Text passage:

-.-.-

Musashi-2: an essential regulator of DNA recombination and repair (#31)
Mammalian spermatogenesis is a complex developmental process requiring the strict regulation of stage-specific gene expression to produce physically mature spermatozoa from undifferentiated germ cells. Crucial to this process are RNA binding proteins responsible for the regulated post-transcriptional control of essential mRNAs. Msi2 is known to act in haemopoietic stem cells via translational repression of key regulators of cell commitment and differentiation and Msi2 has also been found to be overexpressed in human myeloid leukaemia’s correlating with poor prognosis. In prior studies, we have identified that Msi2 is a targets CDKN1C, a cell cycle regulator, for post transcriptional repression, to facilitate the mitosis to meiosis transition in spermatogenesis.
In addition Msi2 was localised to the nucleus of meiotic spermatocytes and post meiotic spermatids. We produced Msi2 transgenic mice designed to ectopically over-express full-length Msi2 cDNA in testicular germ cells. Fertility trials demonstrated complete sterility in Msi2 transgenic males with wildtype females. Histological examination revealed aberrant spermatogenesis and significant apoptotic mediated depletion of meiotic and post meiotic germ cells. Further functional and morphological analysis of Msi2 transgenic sperm in vitro revealed oligo-astheno-teratrozoospermia and a concomitant failure of sperm oocyte interaction. Genomic damage assays, such as TUNEL and COMET, detected significant single and double DNA strand breaks in isolated meiotic and post meiotic germ cells and epididymal spermatozoa from transgenic males.

-.-.-

Questions on the material:
1 – Reproduce the passage of the Musashi-2 abstract from "Musashi-2: an essential" to "transition in spermatogenesis.", word for word.
2 – Carry on the Musashi-2 abstract, starting after its final sentence.

-.-.-

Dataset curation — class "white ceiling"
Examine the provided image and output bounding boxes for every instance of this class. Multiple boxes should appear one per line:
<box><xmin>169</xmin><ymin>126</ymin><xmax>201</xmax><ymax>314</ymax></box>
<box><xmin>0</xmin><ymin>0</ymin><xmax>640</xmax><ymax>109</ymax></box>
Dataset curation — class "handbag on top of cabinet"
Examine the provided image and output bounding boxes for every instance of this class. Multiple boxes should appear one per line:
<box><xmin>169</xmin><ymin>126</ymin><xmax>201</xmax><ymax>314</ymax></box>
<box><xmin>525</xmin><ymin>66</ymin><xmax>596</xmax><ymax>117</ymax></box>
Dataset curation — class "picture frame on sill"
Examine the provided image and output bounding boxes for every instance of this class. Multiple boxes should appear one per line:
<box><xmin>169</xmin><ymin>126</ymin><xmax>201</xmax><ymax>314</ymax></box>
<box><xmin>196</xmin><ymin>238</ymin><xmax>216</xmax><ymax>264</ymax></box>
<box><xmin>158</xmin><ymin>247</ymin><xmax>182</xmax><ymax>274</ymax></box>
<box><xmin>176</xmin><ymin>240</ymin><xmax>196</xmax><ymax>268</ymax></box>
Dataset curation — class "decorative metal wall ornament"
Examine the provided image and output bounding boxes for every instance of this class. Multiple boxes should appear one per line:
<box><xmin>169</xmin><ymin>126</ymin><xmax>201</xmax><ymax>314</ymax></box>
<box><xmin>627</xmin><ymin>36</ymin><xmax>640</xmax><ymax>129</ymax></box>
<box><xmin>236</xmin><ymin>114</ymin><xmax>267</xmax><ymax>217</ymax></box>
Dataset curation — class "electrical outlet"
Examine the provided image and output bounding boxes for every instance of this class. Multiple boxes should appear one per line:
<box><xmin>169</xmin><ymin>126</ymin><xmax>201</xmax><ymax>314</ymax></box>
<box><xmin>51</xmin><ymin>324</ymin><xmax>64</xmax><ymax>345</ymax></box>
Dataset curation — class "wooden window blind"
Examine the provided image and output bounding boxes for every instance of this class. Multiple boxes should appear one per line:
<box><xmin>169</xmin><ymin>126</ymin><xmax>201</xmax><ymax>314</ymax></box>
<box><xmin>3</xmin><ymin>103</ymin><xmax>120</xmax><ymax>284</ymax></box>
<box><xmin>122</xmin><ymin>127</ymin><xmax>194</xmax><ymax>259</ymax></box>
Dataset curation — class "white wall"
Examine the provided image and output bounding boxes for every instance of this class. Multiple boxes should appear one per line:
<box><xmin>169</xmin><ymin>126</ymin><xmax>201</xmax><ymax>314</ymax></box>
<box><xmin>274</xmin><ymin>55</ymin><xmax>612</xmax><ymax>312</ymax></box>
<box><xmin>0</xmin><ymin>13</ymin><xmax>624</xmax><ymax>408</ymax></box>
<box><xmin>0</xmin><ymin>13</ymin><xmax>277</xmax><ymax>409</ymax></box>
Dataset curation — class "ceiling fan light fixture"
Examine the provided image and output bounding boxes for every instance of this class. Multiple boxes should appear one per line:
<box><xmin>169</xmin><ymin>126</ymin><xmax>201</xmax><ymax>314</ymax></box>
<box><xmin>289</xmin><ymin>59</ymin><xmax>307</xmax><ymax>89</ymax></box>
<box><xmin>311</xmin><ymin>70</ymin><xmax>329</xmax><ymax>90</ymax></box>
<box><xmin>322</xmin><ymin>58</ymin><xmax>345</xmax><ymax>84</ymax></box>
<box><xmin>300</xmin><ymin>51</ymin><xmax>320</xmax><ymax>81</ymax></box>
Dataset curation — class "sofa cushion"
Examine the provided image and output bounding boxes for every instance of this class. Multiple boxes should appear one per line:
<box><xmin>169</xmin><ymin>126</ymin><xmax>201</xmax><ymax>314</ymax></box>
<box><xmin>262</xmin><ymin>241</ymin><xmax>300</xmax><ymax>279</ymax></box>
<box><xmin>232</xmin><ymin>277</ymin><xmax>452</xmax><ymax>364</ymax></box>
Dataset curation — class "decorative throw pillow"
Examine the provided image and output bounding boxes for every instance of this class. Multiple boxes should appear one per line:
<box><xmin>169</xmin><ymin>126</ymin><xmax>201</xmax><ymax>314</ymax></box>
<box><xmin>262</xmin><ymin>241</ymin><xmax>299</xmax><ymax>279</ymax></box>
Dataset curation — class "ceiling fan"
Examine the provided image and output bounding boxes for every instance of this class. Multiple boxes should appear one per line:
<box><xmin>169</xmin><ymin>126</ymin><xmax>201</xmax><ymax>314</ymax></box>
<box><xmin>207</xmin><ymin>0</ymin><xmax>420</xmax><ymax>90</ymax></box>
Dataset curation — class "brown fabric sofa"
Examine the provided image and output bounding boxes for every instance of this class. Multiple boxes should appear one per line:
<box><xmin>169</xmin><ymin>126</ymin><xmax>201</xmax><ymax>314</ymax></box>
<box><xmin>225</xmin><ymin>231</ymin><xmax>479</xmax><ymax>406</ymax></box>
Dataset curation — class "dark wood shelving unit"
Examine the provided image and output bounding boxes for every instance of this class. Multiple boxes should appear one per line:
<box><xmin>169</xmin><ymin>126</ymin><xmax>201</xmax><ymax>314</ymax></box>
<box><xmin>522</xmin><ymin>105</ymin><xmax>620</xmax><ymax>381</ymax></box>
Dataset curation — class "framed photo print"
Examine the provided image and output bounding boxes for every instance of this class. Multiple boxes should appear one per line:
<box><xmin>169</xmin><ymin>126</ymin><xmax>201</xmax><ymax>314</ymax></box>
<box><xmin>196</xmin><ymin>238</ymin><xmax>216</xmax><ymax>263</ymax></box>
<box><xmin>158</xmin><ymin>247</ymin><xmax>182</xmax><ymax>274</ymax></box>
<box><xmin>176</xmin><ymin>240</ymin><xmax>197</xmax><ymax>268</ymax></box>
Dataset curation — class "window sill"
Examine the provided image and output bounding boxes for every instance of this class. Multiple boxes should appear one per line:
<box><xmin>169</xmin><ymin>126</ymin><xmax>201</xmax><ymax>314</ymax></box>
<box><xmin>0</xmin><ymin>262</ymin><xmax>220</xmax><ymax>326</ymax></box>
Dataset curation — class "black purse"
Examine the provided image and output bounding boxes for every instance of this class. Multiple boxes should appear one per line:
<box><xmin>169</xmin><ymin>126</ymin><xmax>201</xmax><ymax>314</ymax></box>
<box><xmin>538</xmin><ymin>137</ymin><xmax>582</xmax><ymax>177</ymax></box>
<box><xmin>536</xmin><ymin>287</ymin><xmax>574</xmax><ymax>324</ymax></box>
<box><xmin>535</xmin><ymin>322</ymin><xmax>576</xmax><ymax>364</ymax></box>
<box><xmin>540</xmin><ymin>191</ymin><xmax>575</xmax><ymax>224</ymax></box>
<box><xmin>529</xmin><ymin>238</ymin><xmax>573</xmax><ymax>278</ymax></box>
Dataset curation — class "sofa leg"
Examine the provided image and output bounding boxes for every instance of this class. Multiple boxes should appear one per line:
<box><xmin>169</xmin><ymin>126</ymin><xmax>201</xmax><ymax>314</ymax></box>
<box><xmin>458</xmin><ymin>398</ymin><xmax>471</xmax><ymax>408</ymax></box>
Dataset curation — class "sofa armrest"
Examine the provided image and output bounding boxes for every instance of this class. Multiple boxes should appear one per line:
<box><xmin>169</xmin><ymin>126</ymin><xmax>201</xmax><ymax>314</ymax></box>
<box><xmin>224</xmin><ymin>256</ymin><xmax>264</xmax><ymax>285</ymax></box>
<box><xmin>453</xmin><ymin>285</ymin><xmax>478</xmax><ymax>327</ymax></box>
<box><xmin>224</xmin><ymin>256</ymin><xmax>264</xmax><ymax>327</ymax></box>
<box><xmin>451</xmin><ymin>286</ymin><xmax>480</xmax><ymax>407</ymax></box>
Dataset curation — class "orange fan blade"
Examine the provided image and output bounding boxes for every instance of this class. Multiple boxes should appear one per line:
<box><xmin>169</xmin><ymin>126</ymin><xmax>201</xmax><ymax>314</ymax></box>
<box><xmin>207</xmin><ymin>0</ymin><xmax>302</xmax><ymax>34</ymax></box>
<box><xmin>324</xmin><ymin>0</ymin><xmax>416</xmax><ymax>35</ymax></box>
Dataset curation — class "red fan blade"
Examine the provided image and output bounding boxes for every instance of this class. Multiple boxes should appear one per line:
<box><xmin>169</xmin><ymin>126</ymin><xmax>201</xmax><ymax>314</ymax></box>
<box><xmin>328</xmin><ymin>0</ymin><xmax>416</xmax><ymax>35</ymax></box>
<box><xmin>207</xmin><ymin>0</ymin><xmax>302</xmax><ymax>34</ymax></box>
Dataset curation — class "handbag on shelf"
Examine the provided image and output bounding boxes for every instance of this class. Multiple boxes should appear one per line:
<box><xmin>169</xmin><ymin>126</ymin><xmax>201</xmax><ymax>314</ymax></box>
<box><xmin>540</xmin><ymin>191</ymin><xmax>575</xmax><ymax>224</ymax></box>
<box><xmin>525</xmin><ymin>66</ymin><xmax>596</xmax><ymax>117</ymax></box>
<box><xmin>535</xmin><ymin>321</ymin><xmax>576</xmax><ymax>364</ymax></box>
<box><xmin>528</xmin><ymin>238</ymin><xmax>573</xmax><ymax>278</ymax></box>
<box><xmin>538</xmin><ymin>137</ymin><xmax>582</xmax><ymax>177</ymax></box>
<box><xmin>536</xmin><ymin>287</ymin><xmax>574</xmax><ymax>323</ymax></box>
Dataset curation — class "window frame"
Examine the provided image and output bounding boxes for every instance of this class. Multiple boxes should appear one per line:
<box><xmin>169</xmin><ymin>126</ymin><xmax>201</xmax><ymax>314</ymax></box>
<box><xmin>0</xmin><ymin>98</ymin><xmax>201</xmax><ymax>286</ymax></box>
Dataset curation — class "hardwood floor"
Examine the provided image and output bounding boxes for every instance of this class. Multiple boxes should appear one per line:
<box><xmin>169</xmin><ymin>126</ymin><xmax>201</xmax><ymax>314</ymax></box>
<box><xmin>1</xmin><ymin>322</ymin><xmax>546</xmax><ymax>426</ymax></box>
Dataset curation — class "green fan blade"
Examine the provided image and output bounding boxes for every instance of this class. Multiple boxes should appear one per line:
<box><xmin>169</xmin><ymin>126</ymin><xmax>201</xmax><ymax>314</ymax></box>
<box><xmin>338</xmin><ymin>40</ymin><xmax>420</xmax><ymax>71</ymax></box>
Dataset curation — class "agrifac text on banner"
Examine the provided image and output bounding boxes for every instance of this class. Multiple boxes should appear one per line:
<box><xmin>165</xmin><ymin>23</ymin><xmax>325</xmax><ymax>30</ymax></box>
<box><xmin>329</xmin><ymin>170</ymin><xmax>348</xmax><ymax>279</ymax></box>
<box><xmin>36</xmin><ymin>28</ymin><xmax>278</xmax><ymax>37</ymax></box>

-.-.-

Responses per task:
1 –
Musashi-2: an essential regulator of DNA recombination and repair (#31)
Mammalian spermatogenesis is a complex developmental process requiring the strict regulation of stage-specific gene expression to produce physically mature spermatozoa from undifferentiated germ cells. Crucial to this process are RNA binding proteins responsible for the regulated post-transcriptional control of essential mRNAs. Msi2 is known to act in haemopoietic stem cells via translational repression of key regulators of cell commitment and differentiation and Msi2 has also been found to be overexpressed in human myeloid leukaemia’s correlating with poor prognosis. In prior studies, we have identified that Msi2 is a targets CDKN1C, a cell cycle regulator, for post transcriptional repression, to facilitate the mitosis to meiosis transition in spermatogenesis.

2 –
Immunoprecipitation studies and proximity ligase assays revealed that the Splicing factor, proline- and glutamine-rich (SFPQ) protein and Paraspeckle Protein Component (PSPC1) are novel interacting factors with Msi2 in meiotic germ cells. SFPQ in conjunction with PSPC1 and Rad51 has an established role in DNA strand break repair and DNA recombination. Additionally, Msi2 interacts with GammaH2.AX and colocalises with Rad51 in leptotene and pachytene spermatocytes.
Phenotypic analysis of Msi2 over-expression transgenic mice thus indicates that Msi2 is essential to spermatogenesis particularly during post mitotic development. Over-expression of Msi2 substantially disrupts meiosis and consequently inhibits normal sperm development and function. We predict that Msi2 regulates the SFPQ/PSPC1/RAD51/GammaH2.AX complex to control the resolution of DNA double strand breaks during meiosis and DNA repair, thus indicating a role for Msi2 in the aetiology of cancer.